Using the listing below, work out how many lines include the word "white". Only the number is to be given.
········
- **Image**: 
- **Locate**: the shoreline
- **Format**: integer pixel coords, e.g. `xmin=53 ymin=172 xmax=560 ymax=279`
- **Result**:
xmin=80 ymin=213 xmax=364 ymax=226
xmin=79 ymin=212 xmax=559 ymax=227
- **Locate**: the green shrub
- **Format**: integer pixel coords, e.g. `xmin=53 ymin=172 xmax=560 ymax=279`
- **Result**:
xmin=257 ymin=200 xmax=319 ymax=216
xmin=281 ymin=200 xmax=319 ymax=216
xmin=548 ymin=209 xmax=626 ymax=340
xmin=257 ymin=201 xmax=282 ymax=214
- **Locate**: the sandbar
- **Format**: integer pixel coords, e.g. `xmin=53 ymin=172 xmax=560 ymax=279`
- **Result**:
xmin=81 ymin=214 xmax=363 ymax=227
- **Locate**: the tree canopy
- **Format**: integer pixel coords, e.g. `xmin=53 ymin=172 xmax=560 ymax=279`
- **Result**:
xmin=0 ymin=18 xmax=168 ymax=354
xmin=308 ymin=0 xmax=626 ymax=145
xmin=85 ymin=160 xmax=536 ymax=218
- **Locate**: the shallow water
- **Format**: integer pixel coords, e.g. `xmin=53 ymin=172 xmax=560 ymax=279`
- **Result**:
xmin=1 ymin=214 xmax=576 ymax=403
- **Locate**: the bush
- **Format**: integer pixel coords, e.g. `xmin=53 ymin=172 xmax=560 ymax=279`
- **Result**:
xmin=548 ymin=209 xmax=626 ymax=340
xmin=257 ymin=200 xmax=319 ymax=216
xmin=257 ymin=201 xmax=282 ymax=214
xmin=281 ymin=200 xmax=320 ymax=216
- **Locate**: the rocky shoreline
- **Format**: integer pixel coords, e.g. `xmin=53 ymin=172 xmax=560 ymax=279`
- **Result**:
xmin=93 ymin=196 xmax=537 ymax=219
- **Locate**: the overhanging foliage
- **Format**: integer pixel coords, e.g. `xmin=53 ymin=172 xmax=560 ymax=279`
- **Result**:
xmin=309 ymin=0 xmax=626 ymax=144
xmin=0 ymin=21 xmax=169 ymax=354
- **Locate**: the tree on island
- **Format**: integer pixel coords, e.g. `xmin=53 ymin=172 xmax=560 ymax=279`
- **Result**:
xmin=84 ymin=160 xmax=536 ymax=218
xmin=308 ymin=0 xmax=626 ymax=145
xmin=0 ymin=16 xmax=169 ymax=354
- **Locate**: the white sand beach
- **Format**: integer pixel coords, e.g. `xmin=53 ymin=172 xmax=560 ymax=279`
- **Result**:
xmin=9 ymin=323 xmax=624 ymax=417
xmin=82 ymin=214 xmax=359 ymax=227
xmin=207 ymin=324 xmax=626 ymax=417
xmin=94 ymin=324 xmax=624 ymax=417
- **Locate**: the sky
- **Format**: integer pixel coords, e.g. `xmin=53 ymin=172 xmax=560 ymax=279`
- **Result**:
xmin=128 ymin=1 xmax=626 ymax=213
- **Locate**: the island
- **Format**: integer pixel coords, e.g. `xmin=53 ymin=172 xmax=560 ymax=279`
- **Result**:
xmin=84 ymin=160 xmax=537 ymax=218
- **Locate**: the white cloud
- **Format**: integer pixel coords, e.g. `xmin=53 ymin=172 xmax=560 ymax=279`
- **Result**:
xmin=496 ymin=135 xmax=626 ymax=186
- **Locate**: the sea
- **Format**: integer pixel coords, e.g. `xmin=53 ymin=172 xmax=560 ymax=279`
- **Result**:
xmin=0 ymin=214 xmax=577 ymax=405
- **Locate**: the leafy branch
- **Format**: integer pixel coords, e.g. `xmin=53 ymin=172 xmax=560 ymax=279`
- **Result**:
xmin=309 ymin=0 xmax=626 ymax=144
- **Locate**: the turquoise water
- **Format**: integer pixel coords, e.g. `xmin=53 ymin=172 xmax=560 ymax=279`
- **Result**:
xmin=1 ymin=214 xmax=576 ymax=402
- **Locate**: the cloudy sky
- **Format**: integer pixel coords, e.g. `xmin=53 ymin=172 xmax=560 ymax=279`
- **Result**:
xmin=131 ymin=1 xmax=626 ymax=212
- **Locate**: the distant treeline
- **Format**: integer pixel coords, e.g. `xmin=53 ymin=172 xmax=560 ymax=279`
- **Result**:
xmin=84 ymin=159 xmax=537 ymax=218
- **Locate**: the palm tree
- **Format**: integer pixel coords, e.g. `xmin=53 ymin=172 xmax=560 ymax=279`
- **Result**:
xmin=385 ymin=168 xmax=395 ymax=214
········
Answer to the exercise: 2